DIRECTIONS FOR THIS TASK: Write out, character for character, the line containing "In the photograph above, where can the white wooden" and all lines after it up to the end of the listing.
*** DATA SHOWN
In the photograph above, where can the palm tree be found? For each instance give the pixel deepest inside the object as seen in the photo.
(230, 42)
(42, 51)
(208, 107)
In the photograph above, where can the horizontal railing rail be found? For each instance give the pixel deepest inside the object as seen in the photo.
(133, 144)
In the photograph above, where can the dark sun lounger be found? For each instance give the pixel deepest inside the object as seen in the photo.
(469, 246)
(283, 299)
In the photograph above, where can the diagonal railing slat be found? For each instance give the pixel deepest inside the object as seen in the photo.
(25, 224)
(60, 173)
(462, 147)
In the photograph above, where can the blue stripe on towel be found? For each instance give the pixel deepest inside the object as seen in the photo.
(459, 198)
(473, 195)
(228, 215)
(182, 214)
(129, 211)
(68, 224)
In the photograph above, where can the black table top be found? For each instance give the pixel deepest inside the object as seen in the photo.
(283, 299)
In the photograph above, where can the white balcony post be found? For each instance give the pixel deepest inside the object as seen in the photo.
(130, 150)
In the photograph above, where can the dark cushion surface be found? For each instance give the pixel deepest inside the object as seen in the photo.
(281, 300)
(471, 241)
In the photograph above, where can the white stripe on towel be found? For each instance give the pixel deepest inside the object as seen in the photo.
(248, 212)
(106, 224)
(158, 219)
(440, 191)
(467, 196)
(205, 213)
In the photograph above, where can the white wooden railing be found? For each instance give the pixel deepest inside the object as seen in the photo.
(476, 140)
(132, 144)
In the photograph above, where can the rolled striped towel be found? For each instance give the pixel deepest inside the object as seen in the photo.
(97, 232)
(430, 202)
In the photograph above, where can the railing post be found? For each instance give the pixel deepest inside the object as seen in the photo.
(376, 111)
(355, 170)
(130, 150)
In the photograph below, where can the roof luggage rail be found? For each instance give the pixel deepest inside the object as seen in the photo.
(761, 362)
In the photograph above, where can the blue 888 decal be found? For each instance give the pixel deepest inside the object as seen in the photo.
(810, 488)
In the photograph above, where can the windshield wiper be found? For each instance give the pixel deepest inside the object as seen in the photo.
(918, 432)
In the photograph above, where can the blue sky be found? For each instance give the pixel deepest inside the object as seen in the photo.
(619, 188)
******
WRITTEN RESPONSE:
In the photograph above, where can the white wooden railing be found? For each instance give the pixel deepest inside the object as seen in the photo.
(476, 140)
(132, 144)
In the photograph above, where can the rolled striped towel be found? For each instance give the pixel deepest inside the object as seen in the photo.
(97, 232)
(430, 202)
In the photograph above, where can the railing post be found? For each instance give the pixel deepest inside the object as seen in the photo.
(376, 111)
(355, 170)
(130, 150)
In the photograph below, where can the roof luggage rail be found? For each instance give the pixel deepest inside the object as seen in the photo.
(761, 362)
In the photograph above, where can the blue 888 decal be found? For each instance give the pixel deepest inside the object as seen in the photo.
(810, 488)
In the photograph above, where can the windshield wiper be found? For each instance give the pixel deepest inside the object as seen in the photo.
(918, 432)
In the photograph above, where can the blue sky be found? For each instance give the pixel deepest inside the object as seen in the photo.
(619, 188)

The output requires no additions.